→ WORK REQUEST
Continue the passage on the consolidation of the global seed industry, starting after its final sentence.
Segment Start: READING PASSAGE
Consumed by Sarah Elton
Author:Sarah Elton [Elton, Sarah]
Language: eng
Format: epub
ISBN: 9781443406697
Publisher: HarperCollins Canada
Published: 2013-07-14T16:00:00+00:00
Unfortunately, preserving agricultural biodiversity alone isn’t enough to provide us with the seeds we will need to feed the world in 2050. That’s because the way seeds are developed, bought, and sold needs to be overhauled. Seeds today are big business. Over the last forty years, large transnational firms have taken over the global seed industry from small family-owned companies. The market they’ve captured is worth more than $36 billion a year. Hybrids must be purchased year after year to achieve their advertised results, making them a profitable commodity. Up until the 1980s, these seeds were produced on the whole by small, often family-owned businesses, supported by research done by government extension programs. Then the large chemical and pharmaceutical firms began to buy up these small companies. Ownership in the seed industry consolidated through mergers and more acquisitions so quickly that by 2009, only a handful of companies dominated the global seed industry, distorting the market and limiting the choice in seeds: the US-based Monsanto (the largest seed company in the world), DuPont, and Dow; the Swiss-based Syngenta; and the German Bayer and BASF.
According to the FAO’s Second Report on the State of the World’s Plant Genetic Resources for Food and Agriculture, released in 2010, governments around the world have largely withdrawn from seed production and entrusted the field to the private sector. As a result, only seeds for the most profitable crops such as grains and hybrid vegetables designed for “market-oriented agriculture” are being propagated. According to the report, crops with less market opportunity, such as self-pollinated ones, are no longer being produced on a large scale. While many of the world’s farmers still save and replant their own seeds year after year, trading them with their neighbours to maintain vigour, this practice is on the decline, particularly in industrialized countries.34 In the 1960s in the United States, 63 percent of farmers saved their own soybean seed stock, whereas only 10 percent did so in 2008.
Segment End: READING PASSAGE
Segment Start: GIVEN INFORMATION
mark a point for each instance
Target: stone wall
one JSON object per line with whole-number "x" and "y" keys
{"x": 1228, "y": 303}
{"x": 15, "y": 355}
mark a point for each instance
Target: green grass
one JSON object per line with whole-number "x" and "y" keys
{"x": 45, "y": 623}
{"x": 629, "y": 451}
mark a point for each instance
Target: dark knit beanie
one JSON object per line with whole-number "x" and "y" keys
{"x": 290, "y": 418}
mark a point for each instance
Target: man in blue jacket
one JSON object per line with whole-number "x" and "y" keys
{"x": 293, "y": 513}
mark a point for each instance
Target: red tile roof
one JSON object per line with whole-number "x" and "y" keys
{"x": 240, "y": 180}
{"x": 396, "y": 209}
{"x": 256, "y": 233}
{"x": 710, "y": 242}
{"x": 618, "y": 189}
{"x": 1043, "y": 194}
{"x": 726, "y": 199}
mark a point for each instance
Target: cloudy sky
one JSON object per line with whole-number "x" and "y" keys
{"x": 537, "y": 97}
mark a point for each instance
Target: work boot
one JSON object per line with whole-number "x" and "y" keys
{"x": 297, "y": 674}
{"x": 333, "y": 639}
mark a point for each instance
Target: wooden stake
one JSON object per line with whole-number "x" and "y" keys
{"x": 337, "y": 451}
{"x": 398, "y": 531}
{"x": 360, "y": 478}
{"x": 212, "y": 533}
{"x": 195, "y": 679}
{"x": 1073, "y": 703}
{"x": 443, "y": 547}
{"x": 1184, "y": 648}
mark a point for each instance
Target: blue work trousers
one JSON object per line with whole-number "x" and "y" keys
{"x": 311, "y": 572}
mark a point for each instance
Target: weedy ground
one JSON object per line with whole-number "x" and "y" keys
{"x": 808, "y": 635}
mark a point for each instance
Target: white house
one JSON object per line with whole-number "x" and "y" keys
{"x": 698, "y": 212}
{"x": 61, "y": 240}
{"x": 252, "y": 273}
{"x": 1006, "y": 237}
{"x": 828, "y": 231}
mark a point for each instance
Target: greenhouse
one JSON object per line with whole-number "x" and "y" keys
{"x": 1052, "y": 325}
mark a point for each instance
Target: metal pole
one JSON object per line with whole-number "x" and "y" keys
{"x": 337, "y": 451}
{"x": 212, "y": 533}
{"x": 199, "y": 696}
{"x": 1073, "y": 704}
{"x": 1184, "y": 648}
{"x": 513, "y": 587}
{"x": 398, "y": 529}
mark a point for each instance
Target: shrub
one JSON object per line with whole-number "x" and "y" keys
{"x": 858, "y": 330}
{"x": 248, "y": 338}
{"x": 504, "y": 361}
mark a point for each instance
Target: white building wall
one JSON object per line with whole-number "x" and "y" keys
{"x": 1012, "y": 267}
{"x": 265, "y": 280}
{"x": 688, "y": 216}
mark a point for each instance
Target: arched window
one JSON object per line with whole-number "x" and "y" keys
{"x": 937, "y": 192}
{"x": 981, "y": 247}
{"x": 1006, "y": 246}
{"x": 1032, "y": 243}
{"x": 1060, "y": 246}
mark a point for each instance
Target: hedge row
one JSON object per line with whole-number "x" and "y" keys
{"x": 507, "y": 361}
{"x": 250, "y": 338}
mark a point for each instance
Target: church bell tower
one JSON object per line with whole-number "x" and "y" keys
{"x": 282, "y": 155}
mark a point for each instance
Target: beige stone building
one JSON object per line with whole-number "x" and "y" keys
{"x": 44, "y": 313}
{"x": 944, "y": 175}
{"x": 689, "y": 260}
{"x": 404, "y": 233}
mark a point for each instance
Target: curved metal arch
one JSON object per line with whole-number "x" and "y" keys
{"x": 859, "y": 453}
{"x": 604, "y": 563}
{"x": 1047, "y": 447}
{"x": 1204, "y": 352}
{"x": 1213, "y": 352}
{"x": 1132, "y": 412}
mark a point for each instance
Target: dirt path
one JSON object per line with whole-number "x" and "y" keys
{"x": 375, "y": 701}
Segment End: GIVEN INFORMATION
→ REPLY
Today’s seed industry limits sustainable agriculture in three ways. Firstly, as the market consolidates and the smaller seed companies disappear, entire seed lines are lost. Between 1984 and 1987, almost a quarter of the mail-order seed companies in the United States and Canada went out of business or were bought by bigger players. Many of the open-pollinated heritage varieties that were propagated by these small companies were discontinued. For the global companies, heritage varieties are nowhere near as profitable as hybrids because people buy them once and save them from year to year. It’s also cheaper for a global seed company to breed one genetically uniform variety to service all markets rather than to maintain small seed lines adapted to a variety of regions. In 2000, the world’s largest vegetable seed company at the time, Seminis (now owned by Monsanto), discontinued two thousand varieties of fruits and vegetables as part of a “global restructuring and optimization plan.” The Seed Savers Exchange, based in Iowa, has tracked the disappearance of non-hybrid vegetable seeds in Canada and the United States with its Garden Seed Inventory.